Instruction:
Could you pick out every line below that contains the string "bokeh" and copy each of those lines in full?

Data to use:
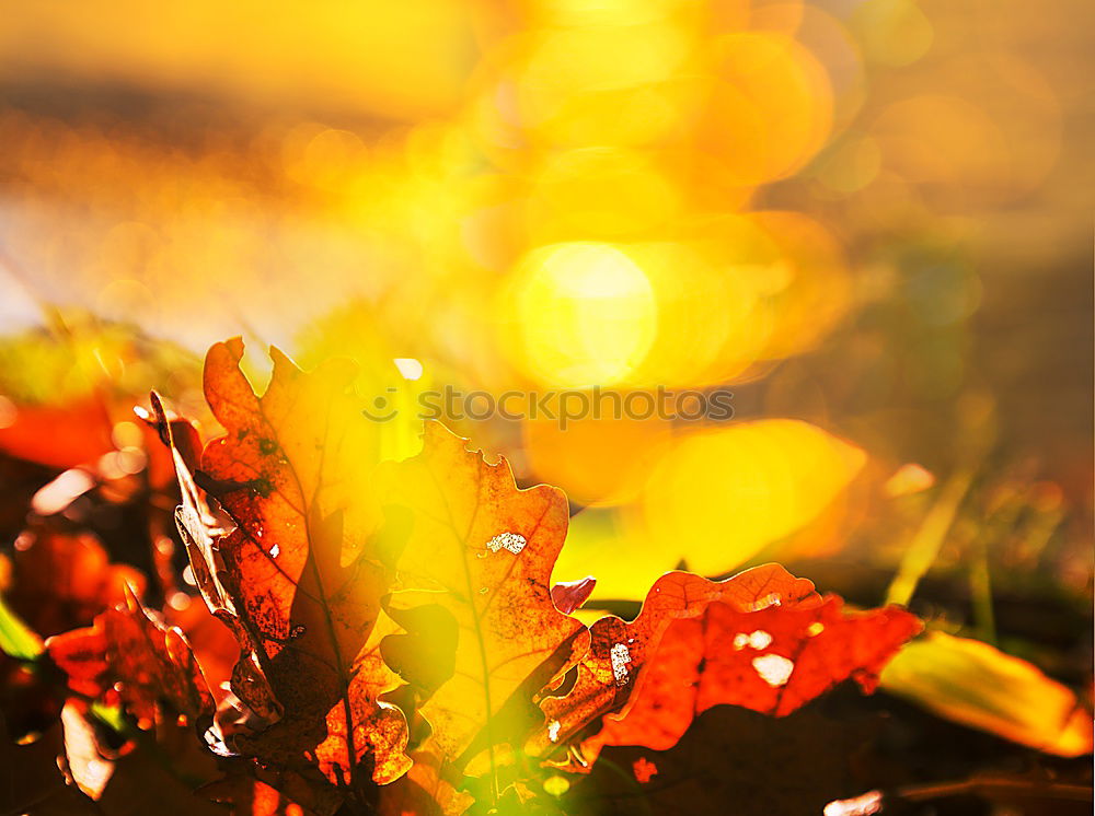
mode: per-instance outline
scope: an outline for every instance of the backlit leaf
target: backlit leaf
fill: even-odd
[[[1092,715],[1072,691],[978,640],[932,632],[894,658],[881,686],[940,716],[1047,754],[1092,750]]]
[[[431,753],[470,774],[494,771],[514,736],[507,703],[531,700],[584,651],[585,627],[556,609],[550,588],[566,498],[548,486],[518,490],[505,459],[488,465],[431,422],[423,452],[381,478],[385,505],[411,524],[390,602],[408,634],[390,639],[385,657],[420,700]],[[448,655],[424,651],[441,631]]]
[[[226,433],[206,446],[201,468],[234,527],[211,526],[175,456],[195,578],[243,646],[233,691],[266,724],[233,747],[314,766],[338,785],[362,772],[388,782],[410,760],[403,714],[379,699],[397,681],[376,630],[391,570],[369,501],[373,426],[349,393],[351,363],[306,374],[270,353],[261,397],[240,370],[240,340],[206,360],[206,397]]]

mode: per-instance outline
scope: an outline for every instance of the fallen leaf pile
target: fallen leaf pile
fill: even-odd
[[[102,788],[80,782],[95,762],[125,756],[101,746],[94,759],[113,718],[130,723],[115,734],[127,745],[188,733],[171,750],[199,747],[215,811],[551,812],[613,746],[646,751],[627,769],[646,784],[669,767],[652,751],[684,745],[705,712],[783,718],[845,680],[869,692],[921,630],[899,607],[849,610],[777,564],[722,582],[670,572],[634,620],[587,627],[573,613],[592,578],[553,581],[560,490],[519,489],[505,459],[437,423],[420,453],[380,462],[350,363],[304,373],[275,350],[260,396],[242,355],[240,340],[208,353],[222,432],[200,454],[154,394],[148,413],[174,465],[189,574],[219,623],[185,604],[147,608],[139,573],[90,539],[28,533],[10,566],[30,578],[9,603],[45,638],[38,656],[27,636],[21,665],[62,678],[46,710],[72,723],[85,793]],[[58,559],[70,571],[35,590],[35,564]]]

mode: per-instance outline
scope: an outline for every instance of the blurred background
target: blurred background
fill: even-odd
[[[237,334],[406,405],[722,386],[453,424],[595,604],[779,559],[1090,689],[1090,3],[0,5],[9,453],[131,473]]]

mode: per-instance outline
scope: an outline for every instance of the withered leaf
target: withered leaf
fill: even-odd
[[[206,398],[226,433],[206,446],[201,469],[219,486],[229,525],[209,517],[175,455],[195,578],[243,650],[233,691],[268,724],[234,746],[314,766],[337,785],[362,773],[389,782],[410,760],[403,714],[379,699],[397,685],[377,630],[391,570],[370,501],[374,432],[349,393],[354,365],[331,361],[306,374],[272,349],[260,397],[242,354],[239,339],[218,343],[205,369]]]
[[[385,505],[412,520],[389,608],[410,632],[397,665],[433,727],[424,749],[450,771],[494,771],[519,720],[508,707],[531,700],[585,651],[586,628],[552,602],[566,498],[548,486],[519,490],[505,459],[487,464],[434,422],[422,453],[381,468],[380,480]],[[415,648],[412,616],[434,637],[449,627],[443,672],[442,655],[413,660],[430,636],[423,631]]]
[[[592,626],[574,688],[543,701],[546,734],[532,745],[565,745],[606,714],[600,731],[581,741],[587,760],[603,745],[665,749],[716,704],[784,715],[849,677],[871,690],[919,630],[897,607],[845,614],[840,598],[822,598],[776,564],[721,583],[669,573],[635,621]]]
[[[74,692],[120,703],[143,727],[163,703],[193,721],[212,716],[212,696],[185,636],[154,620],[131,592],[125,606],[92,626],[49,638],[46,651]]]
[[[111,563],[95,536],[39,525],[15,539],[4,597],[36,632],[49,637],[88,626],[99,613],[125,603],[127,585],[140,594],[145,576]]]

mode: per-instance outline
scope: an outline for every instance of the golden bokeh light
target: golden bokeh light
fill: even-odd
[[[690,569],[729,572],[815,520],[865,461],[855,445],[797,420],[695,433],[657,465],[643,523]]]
* * *
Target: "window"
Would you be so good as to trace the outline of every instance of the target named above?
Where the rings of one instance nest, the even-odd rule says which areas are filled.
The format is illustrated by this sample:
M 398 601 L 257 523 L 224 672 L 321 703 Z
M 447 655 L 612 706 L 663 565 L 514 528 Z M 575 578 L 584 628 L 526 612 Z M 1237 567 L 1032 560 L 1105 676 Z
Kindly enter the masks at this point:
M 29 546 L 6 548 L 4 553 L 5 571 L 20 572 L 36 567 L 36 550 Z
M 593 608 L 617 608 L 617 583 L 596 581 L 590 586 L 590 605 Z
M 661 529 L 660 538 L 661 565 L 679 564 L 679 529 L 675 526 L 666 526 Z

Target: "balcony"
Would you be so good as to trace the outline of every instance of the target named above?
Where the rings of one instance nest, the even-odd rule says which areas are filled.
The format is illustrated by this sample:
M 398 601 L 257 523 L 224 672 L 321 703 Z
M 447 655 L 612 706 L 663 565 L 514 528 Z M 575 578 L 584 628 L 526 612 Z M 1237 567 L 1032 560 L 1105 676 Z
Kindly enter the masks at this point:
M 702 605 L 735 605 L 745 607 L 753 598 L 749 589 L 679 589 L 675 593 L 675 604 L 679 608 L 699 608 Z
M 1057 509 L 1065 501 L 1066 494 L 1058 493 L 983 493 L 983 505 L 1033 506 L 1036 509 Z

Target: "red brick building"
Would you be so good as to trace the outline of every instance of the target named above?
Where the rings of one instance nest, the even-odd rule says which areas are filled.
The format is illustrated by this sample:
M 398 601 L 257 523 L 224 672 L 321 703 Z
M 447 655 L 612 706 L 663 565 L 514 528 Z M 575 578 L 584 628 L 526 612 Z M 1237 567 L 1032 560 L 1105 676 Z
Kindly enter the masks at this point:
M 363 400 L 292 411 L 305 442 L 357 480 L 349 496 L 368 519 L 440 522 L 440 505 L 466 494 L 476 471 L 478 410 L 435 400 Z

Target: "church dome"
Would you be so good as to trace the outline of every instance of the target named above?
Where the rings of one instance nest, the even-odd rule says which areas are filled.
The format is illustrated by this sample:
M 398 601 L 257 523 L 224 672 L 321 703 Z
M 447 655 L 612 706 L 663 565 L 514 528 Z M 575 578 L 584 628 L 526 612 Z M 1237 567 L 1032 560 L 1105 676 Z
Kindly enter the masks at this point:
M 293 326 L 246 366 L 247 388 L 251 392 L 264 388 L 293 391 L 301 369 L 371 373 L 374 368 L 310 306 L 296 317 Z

Result for this task:
scope: an outline for every instance of the golden bokeh light
target: golden bokeh light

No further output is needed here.